## WHAT THE TASK ASKS
Write the listing below out again in full, dropping its pictures.

## SUPPLIED MATERIAL
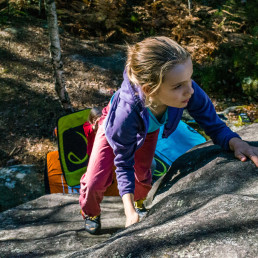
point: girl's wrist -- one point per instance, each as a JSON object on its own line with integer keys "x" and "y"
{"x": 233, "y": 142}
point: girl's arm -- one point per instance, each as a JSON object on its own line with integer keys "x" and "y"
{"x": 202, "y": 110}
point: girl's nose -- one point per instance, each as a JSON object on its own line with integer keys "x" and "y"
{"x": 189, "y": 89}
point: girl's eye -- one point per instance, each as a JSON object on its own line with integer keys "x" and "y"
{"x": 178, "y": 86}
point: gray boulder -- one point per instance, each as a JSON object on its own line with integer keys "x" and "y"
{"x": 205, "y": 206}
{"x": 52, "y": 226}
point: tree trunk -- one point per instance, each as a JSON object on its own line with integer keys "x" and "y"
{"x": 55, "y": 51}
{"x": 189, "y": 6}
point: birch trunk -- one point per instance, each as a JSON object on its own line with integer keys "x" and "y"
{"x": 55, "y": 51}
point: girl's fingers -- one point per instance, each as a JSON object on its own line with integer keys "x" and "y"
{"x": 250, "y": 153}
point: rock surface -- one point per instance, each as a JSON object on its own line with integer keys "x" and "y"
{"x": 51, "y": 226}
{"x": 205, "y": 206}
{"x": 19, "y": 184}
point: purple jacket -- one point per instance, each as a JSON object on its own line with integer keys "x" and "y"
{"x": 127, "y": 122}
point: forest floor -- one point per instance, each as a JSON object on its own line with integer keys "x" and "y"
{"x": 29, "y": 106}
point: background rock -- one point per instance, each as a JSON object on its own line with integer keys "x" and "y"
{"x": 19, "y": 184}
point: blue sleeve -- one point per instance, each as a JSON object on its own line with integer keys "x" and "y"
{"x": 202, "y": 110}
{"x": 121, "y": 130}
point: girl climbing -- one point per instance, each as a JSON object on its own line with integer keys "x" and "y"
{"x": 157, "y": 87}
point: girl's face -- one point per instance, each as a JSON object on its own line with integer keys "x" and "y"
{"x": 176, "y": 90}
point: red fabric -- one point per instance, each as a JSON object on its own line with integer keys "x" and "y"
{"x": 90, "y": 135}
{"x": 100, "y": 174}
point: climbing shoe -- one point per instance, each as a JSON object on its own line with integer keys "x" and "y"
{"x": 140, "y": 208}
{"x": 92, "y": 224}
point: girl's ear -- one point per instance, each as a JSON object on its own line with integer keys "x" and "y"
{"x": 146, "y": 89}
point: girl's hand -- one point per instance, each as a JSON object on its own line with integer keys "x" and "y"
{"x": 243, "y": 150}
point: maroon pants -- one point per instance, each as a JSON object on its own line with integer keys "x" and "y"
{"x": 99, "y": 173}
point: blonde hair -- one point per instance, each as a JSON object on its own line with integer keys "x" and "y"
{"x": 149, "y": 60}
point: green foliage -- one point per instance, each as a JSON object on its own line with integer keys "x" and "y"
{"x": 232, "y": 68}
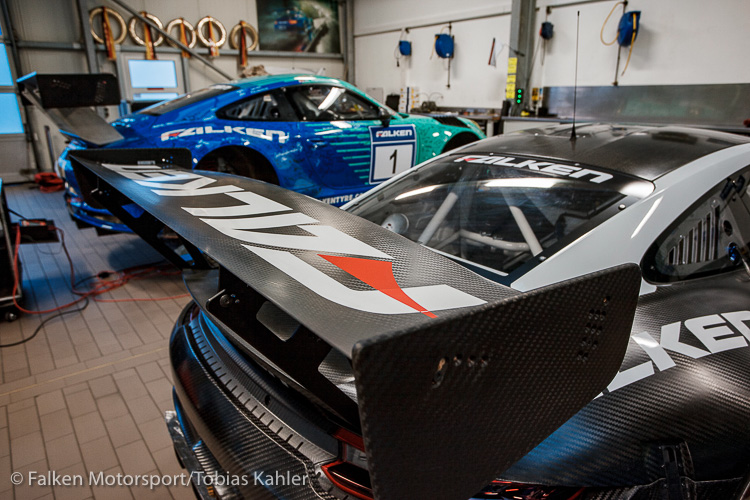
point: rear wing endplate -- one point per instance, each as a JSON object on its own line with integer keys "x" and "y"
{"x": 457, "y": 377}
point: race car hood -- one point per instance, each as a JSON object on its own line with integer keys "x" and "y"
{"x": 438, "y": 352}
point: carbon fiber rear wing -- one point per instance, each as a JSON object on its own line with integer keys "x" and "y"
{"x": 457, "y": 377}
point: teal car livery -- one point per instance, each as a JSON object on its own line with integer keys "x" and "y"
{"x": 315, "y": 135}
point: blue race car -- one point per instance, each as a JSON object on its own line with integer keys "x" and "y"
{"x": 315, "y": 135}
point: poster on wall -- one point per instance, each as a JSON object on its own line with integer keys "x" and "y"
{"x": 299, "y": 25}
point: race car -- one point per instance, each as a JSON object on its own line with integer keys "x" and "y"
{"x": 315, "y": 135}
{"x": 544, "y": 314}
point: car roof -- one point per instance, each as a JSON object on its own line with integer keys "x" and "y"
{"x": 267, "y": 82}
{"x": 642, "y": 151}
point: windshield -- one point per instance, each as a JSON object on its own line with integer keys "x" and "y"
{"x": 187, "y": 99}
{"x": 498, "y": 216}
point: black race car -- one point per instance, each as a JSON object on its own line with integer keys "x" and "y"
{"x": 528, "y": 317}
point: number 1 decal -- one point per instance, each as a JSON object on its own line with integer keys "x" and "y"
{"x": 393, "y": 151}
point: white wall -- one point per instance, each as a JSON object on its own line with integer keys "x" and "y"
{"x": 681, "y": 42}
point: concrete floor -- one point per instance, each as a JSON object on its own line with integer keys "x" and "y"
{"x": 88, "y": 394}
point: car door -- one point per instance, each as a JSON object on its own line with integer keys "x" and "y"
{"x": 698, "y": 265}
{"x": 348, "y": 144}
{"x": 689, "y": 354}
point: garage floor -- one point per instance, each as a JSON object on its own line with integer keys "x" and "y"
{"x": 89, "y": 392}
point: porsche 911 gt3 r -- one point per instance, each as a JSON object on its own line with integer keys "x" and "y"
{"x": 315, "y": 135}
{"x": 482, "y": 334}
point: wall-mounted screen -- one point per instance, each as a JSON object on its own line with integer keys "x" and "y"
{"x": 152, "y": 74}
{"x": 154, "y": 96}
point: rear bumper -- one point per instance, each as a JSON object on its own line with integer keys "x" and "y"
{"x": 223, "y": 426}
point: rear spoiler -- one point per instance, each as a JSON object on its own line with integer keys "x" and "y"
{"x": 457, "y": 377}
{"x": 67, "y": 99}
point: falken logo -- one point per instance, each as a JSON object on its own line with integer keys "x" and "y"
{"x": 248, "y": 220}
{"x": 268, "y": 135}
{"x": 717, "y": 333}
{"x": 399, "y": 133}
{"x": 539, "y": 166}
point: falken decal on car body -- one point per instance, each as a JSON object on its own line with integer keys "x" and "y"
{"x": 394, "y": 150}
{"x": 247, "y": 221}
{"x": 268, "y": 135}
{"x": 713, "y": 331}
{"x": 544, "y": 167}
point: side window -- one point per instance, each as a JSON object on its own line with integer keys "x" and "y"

## RESPONSE AREA
point: girl's wrist -- one point per instance, each as a JSON object on its own line with integer keys "x" and "y"
{"x": 233, "y": 142}
point: girl's arm -- one point per instance, each as a JSON object on its own line with integer keys "x" and "y"
{"x": 202, "y": 110}
point: girl's nose -- one point per instance, each as a JSON object on its own line with integer keys "x" and "y"
{"x": 189, "y": 89}
point: girl's eye -- one point per instance, each as a JSON object on its own line with integer keys "x" and "y"
{"x": 178, "y": 86}
point: gray boulder -- one point per instance, each as a JSON object on its own line with integer keys "x" and "y"
{"x": 205, "y": 206}
{"x": 52, "y": 226}
point: tree trunk -- one point per instance, each as a JSON object on its own line with integer keys "x" and "y"
{"x": 55, "y": 51}
{"x": 189, "y": 6}
point: birch trunk -- one point per instance, each as a JSON object on its own line with integer keys "x" and "y"
{"x": 55, "y": 51}
point: girl's fingers -- one point per instance, each as a JSON object on its own line with integer keys "x" and "y"
{"x": 250, "y": 153}
point: rock surface -- one point per instance, each as a JSON object on its own line with integer keys "x" and "y"
{"x": 51, "y": 226}
{"x": 205, "y": 206}
{"x": 19, "y": 184}
point: purple jacket -- one point per instance, each as a JSON object on its own line with integer keys "x" and "y"
{"x": 127, "y": 122}
point: forest floor -- one point per instance, each as a JSON object on its own line with integer keys "x" and "y"
{"x": 29, "y": 106}
point: background rock -- one point per instance, each as a JSON object on its own line with integer keys "x" and "y"
{"x": 19, "y": 184}
point: blue sleeve -- one point per instance, each as a JSON object on its own line with integer keys "x" and "y"
{"x": 202, "y": 110}
{"x": 121, "y": 130}
point: girl climbing -- one point per instance, each as a JSON object on its own line with integer keys "x" and "y"
{"x": 157, "y": 87}
point: girl's face -- one point per instance, each as a JSON object on its own line with integer keys "x" and "y"
{"x": 176, "y": 90}
point: red fabric -- one point per instance, each as a JSON object on its own line with integer keys "x" and "y"
{"x": 90, "y": 135}
{"x": 100, "y": 174}
point: climbing shoe -- one point per instance, each as a JSON object on its own line with integer keys "x" and "y"
{"x": 140, "y": 208}
{"x": 92, "y": 224}
point: girl's ear -- one point per instance, each as a JSON object on its own line with integer keys "x" and "y"
{"x": 146, "y": 89}
point: girl's hand -- one point per instance, each as a JSON object on its own line with integer keys "x" and "y"
{"x": 243, "y": 150}
point: maroon pants -- one point per instance, each as a JSON object on its own line with integer keys "x" and "y"
{"x": 99, "y": 173}
point: blonde hair -- one point per instance, each as a JSON object on its own line with integer keys "x" and "y"
{"x": 149, "y": 60}
point: green foliage -- one point per instance, each as a JSON object on its own line with integer keys "x" and "y"
{"x": 232, "y": 68}
point: rear wing endplate -- one point per instance, each as a JSON object on its own line with integer keys "x" and "y"
{"x": 457, "y": 377}
point: race car hood -- one point per instance, each as a JSON object on its own line with integer keys "x" and "y"
{"x": 438, "y": 352}
point: carbon fiber rear wing -- one point per instance, each as a JSON object on its own line with integer keys "x" and "y"
{"x": 457, "y": 377}
point: teal car livery -- one point per instance, each as a JSON object on its own line with integer keys "x" and "y"
{"x": 315, "y": 135}
point: blue race car -- one point per instance, each as a JSON object on its own line with integer keys "x" and "y"
{"x": 315, "y": 135}
point: poster on wall -- one point per instance, each as a JSON object on its own line with integer keys "x" and "y"
{"x": 299, "y": 25}
point: race car -- one point per instance, each as a JSON object on its own line with integer keys "x" and "y"
{"x": 315, "y": 135}
{"x": 544, "y": 314}
point: car roof -- one point per instance, each as a JSON object on its own line with integer keys "x" and "y"
{"x": 267, "y": 82}
{"x": 642, "y": 151}
point: windshield -- one point per instance, each as a JSON object on its own line with integer keys "x" and "y"
{"x": 187, "y": 99}
{"x": 498, "y": 216}
point: black race car -- one point per instance, each as a JSON object on its own line with integer keys "x" and "y"
{"x": 528, "y": 317}
point: number 1 decal -- one point per instance, each as a JSON object on its own line with integer keys "x" and "y"
{"x": 393, "y": 151}
point: white wall -- one point per instance, each as a JSON object on its own line with integer keys "x" and "y"
{"x": 681, "y": 42}
point: concrete floor -- one point per instance, each as a JSON object on its own line with integer keys "x" and "y"
{"x": 88, "y": 394}
point: car door -- one point per instance, each as a JSON object on its own line with integer keys "x" and "y"
{"x": 698, "y": 265}
{"x": 348, "y": 144}
{"x": 689, "y": 354}
point: garage floor -- one point per instance, each as a JSON object on its own line with integer keys "x" and "y"
{"x": 89, "y": 392}
point: porsche 911 gt3 r -- one point per instance, each as a JSON object on its own line with integer keys "x" and "y"
{"x": 315, "y": 135}
{"x": 482, "y": 334}
point: wall-mounted screen -- one point per instance, each as a JSON object on its own line with integer keys "x" and "y"
{"x": 152, "y": 74}
{"x": 154, "y": 96}
point: rear bumper -- one point per instance, each as a JSON object on its own line with integer keys "x" and "y"
{"x": 223, "y": 426}
point: rear spoiler -- one point per instance, each as a JSON object on its own line with integer keys "x" and "y"
{"x": 457, "y": 377}
{"x": 67, "y": 99}
point: falken logo -- one point per instance, each as a JSON object on its own line with integer keys "x" and "y"
{"x": 248, "y": 220}
{"x": 268, "y": 135}
{"x": 717, "y": 333}
{"x": 399, "y": 133}
{"x": 539, "y": 166}
point: falken decal on car body -- one point per instance, each as a JSON object on its own line with integer keys "x" and "y"
{"x": 394, "y": 150}
{"x": 247, "y": 221}
{"x": 268, "y": 135}
{"x": 713, "y": 331}
{"x": 544, "y": 167}
point: side window -- one point per instance, each as a JSON object on its own line with integer keys "x" and "y"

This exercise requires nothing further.